● **Material for this exercise**
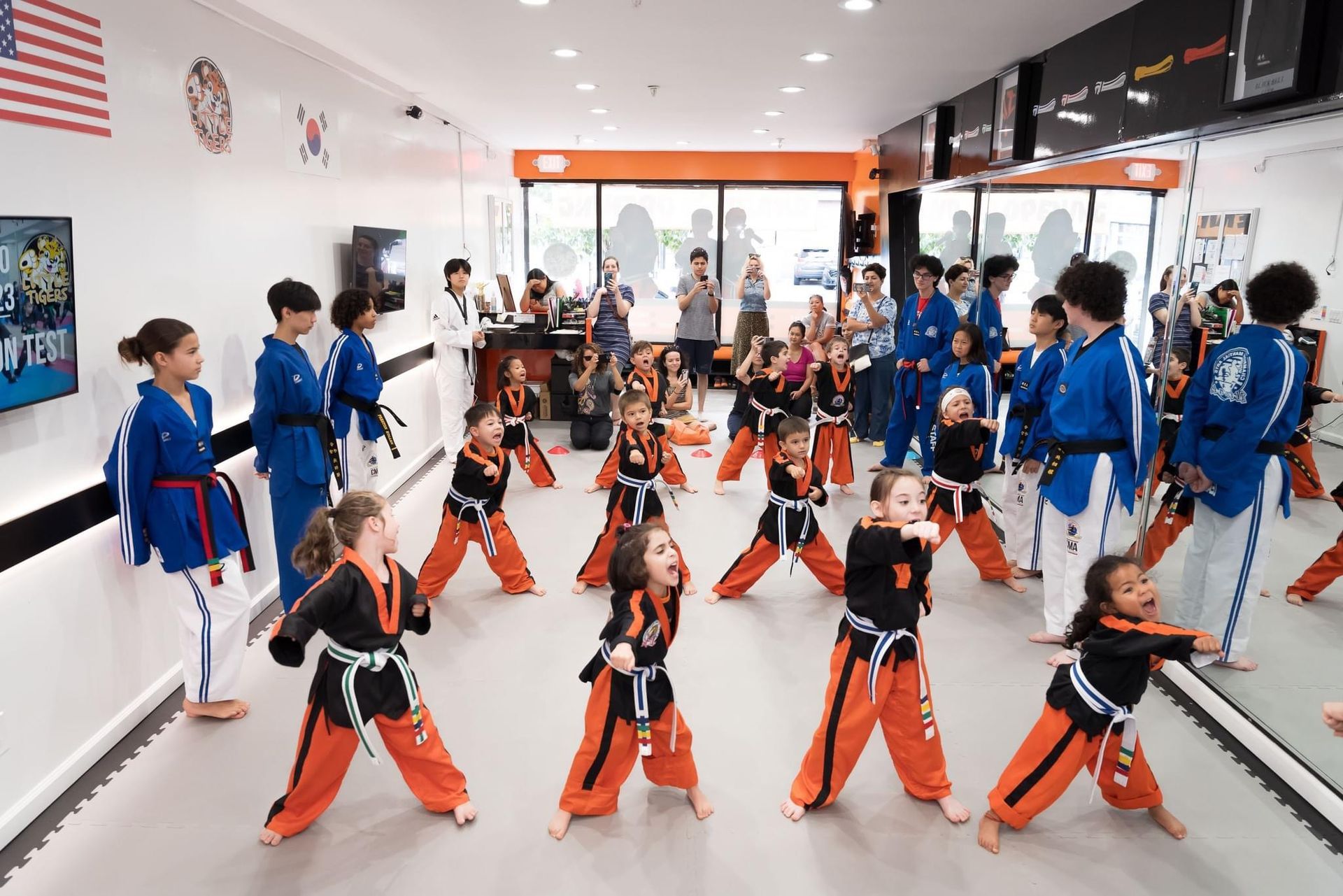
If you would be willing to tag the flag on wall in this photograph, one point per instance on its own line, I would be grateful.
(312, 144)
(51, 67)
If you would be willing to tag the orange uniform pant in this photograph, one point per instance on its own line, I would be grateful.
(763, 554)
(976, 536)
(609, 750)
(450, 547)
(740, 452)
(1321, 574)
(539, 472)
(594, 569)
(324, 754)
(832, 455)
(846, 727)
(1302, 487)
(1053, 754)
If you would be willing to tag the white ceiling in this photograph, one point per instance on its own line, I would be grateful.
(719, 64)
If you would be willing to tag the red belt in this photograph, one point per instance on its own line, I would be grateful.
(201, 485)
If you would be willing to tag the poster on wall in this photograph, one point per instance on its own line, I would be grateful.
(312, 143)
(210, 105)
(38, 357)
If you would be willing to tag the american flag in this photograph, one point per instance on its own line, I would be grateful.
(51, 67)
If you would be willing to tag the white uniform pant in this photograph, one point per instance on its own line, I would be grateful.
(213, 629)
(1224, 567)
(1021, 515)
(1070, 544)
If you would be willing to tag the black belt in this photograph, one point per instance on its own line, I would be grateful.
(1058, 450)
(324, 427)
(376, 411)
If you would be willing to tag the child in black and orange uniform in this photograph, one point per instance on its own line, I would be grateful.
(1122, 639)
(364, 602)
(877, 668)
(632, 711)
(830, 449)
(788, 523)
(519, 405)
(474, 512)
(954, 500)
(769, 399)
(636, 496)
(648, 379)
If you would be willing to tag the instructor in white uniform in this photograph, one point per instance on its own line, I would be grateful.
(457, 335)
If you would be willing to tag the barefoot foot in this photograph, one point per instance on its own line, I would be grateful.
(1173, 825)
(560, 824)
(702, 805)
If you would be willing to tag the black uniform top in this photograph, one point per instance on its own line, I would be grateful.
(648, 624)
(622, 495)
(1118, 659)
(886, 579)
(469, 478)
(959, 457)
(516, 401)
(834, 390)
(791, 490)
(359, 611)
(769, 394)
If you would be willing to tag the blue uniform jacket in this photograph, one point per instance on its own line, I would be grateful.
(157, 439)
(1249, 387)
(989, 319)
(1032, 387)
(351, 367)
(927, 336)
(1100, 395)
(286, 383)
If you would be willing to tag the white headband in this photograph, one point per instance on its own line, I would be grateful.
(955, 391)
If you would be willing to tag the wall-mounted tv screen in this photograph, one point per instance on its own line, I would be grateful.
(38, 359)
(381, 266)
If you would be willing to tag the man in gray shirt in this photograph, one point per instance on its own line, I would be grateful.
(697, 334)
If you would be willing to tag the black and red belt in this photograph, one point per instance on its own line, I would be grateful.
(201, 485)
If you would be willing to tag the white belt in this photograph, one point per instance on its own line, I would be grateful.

● **Problem description**
Your copy should hold all the data word for word. It should hold no pictures.

● **Response**
If you would be willing to tag the flag on wall in this photograph, one point per instance on its own line, I would be grateful.
(312, 144)
(51, 67)
If you would be willing to tag the orange uniform pant in this photograph, one point per instance on its own line, I would be grateful.
(763, 554)
(976, 536)
(609, 750)
(450, 547)
(740, 452)
(1321, 574)
(539, 472)
(594, 569)
(324, 754)
(832, 455)
(846, 727)
(1302, 487)
(1053, 754)
If you would be willing to tag the white ceiling in this photograph, one point per instance on its own line, I would be grateful.
(719, 64)
If you would be willing to tag the red belt in this photograph, one point per instance on its own line, I would be grateful.
(201, 485)
If you would be willing to tag the poster on wall in this photograph, one point per instance on its own line, I would be grateful.
(312, 143)
(210, 105)
(38, 357)
If you would be willing to tag the american flag in this photograph, one point per instance on its own line, I would be grateful.
(51, 67)
If you would be willing to tag the white uniform pant in this photograph, one point per instance on its own line, I would be grateful.
(213, 629)
(1224, 567)
(1021, 515)
(1070, 544)
If you would be willing to tag the black belt in this photograph, one point per instance on its own line, I would be grateful.
(1058, 450)
(324, 427)
(376, 411)
If you would be willing to tag the child in black and orange uniform in this photograph, one point per instance on its own line, I would be grateful.
(1122, 639)
(364, 602)
(877, 668)
(632, 711)
(830, 449)
(788, 523)
(519, 405)
(474, 512)
(954, 500)
(769, 399)
(636, 496)
(648, 379)
If you would be willing to tag the instructor in white uniform in this photograph, one point per instance on its own line, I would be grateful.
(457, 335)
If you would be willing to tag the barefoot foot in this photograph, one point per instance on its own line, I would be grateful.
(1173, 825)
(560, 824)
(702, 805)
If you would be willing to tag the black uniform top in this photograph, one point per instance on its own line, I would be grateful.
(648, 624)
(622, 495)
(1118, 659)
(886, 579)
(469, 478)
(959, 457)
(516, 401)
(834, 390)
(791, 490)
(359, 611)
(769, 394)
If you would be willing to tag the blue uniform jacket in this photograph, one point per instance on its own line, I would be grateful.
(157, 439)
(1249, 387)
(989, 319)
(1032, 387)
(351, 367)
(927, 336)
(1100, 395)
(286, 383)
If you would be willing to tag the white headband in this photograph, one point per instance on its own line, I would be grateful.
(955, 391)
If you would be willing to tag the wall-mounted tv screen in this photograph, one point per instance on its own line, I would be grateful.
(38, 359)
(381, 266)
If you would be willing to tag the man in gray shirt in this photograph, one point per instance on its own line, I would be grateful.
(697, 334)
If you would be willing to tag the black and red belt in this photograph, one point per instance on its own line, I would be grateful.
(201, 485)
If you would be willing to tag the white belt in this photograph, one point per instance on its own line, I would be grateful.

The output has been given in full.